## DOCUMENT SEGMENT

--- Start ---

LUCKY V2. #1: I loved how this issue uses the autobio up front to heighten the punch of the extended dream narrative in the back. It's not done in the way that you might think with recurring visual motifs or what-have-you, but through some brilliant tricks of pacing. By breaking the autobio stories into brief one or two page segments, and by continually excerpting her performance of the dream story in the back in a hyper-compacted fashion, the dream story, My Affliction, feels much, much longer and recreates the feeling of being trapped in an seemingly endless dream. It's really fucking brilliant, and makes the issue well worth the $3.95 cover tag. A VERY GOOD issue, and one that moved me from being a casual fan of Bell's work to avidly interested in what she'll do next. (By the way, is it wrong that Gabrielle Bell's style reminds me of J. Backderf's? I feel like I should be seeing more of a David B. influence, but that cover and the use of blacks really makes me think of Derf. Not that it's a bad thing, but I can't think of a tone more opposed to Bell's than Derf's.)

 

MONSTER VOL. 10: The most satisfying of this week's Viz Signature releases, and not just because it's about 30 pages longer than Golgo 13 and a dozen pages longer than Drifting Classroom. Although you'd think Naoki Urasawa's introduction of yet another kindly drifter (Grimmer, a former spy turned freelance journalist) would undercut the story's narrative tension, Monster succeeds by setting up any number of potential victims to be preyed upon by Johan's evil scheme, the mystery of Kinderheim 511, and all those crooked cops and violent gangsters lurking around every turn. Or maybe I'm just a sucker for long narratives jammed with characters and odd details (the strangely understated and creepy street sign for the Three Frogs Bar in Prague made the whole volume for me)--I thought it was a VERY GOOD chapter, in any event.

MY DEAD GIRLFRIEND VOL. 1: Eric Wight's first book from Tokyopop made me curse the heavens, not just because I'd spent money on the thing, but because the book could've been so much better if Tokyopop had treated the material as more than a simple IP grab: Graeme in his review gripes about the pacing of this book and what he suspected was an imposed three act structure on the story. And certainly, there's some really awful pacing choices in this book that seem designed to drag the story out for another two volumes. But even more frustrating than that are choices that suggest Wight really didn't consider his structure too much in the first place. In the opening few pages for example, the protagonist recounts the family curse that results in all of his ancestors dying a highly absurd death. As the hero finishes up, we see that he's been delivering a school report... and that all his classmates are monsters. It's not done in a way that maximizes the reveal, by the way: it's just done as a standard transition by someone telling a story without much thought for the best way to get the maximum impact from it. Similarly, once the supernatural setting is fleshed out, you can't figure out why the protagonist is so upset about the idea of dying, or even dying absurdly: all of his ancestors, including his ghostly parents, are still around, playing cards and telling stories. In this Addams Family lite setting, death is only one more moment on an unending continuum, making the protagonist's anxiety about it come across as deeply prissy.

--- End ---

## PROVIDED DATA
--- Start ---

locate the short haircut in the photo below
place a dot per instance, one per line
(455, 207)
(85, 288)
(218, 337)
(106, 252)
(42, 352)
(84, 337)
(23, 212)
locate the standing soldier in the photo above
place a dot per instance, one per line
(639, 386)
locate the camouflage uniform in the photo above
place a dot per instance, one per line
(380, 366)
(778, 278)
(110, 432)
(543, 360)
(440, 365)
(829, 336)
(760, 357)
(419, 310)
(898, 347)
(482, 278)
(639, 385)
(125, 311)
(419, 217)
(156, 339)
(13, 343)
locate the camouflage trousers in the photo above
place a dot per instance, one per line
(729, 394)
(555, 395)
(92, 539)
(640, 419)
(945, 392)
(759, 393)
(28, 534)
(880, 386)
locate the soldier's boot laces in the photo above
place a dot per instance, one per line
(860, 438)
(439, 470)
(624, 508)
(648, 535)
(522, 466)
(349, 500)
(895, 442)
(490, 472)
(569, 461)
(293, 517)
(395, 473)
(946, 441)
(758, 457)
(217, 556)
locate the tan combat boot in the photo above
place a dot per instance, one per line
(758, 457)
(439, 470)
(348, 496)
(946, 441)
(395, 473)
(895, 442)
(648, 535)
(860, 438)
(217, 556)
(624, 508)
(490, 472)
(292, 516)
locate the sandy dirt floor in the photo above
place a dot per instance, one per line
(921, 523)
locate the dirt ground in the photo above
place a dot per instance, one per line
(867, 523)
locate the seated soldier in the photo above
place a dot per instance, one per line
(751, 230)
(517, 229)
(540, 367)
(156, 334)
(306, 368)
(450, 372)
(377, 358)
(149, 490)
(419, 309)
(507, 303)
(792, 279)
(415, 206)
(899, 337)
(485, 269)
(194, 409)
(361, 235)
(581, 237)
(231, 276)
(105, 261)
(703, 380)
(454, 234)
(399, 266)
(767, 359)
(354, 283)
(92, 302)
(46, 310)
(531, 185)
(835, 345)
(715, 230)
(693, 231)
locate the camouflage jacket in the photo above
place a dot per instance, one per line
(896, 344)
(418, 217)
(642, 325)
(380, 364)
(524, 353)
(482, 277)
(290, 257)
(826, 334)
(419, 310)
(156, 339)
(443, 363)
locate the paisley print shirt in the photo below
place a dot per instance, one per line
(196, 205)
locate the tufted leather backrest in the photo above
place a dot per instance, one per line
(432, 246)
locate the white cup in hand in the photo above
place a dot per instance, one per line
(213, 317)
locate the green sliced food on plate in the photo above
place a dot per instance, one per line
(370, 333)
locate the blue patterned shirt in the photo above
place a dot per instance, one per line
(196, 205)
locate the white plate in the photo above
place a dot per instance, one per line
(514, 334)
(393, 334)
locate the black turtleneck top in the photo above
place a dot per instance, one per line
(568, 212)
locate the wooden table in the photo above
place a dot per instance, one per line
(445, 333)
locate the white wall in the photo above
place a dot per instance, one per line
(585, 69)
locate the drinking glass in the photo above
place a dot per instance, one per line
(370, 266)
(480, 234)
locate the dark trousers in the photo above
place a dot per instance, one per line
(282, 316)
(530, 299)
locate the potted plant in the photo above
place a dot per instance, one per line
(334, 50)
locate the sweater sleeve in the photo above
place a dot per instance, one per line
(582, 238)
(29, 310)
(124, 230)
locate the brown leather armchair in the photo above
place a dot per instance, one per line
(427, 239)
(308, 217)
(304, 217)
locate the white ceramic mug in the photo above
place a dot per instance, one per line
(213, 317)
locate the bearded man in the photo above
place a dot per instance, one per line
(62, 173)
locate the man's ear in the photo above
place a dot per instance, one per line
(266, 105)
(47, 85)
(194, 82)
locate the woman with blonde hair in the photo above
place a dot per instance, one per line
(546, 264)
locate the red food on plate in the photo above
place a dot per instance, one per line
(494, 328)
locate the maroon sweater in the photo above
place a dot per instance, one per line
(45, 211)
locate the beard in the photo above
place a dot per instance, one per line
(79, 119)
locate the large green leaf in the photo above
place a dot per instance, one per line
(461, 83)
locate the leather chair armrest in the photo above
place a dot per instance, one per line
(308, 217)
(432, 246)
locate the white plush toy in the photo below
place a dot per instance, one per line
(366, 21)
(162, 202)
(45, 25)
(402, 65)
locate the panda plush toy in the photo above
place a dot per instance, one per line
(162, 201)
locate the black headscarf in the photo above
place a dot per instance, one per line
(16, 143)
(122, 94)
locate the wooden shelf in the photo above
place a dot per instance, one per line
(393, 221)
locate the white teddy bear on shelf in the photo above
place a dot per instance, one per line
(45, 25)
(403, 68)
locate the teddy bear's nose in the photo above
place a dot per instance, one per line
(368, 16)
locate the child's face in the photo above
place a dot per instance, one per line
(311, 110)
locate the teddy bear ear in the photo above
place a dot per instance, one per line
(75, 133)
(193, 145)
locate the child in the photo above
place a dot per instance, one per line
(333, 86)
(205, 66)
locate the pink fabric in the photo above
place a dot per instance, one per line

--- End ---

## GIVEN INSTRUCTION A
From the comic reviews, return the passage starting at "MONSTER VOL. 10: The" and ending at "in any event.".
## GIVEN INSTRUCTION B
According to the comic reviews, are these statements correct? (i) The cover price of Lucky v2. #1 is $3.95. (ii) Monster Vol. 10 is shorter than Golgo 13. (iii) Grimmer is a former police detective.
Rely solely on the text above, not on the listing.

## FULL ANSWER A
MONSTER VOL. 10: The most satisfying of this week's Viz Signature releases, and not just because it's about 30 pages longer than Golgo 13 and a dozen pages longer than Drifting Classroom. Although you'd think Naoki Urasawa's introduction of yet another kindly drifter (Grimmer, a former spy turned freelance journalist) would undercut the story's narrative tension, Monster succeeds by setting up any number of potential victims to be preyed upon by Johan's evil scheme, the mystery of Kinderheim 511, and all those crooked cops and violent gangsters lurking around every turn. Or maybe I'm just a sucker for long narratives jammed with characters and odd details (the strangely understated and creepy street sign for the Three Frogs Bar in Prague made the whole volume for me)--I thought it was a VERY GOOD chapter, in any event.

## FULL ANSWER B
(i) Yes: "makes the issue well worth the $3.95 cover tag"
(ii) No: "it's about 30 pages longer than Golgo 13"
(iii) No: "Grimmer, a former spy turned freelance journalist"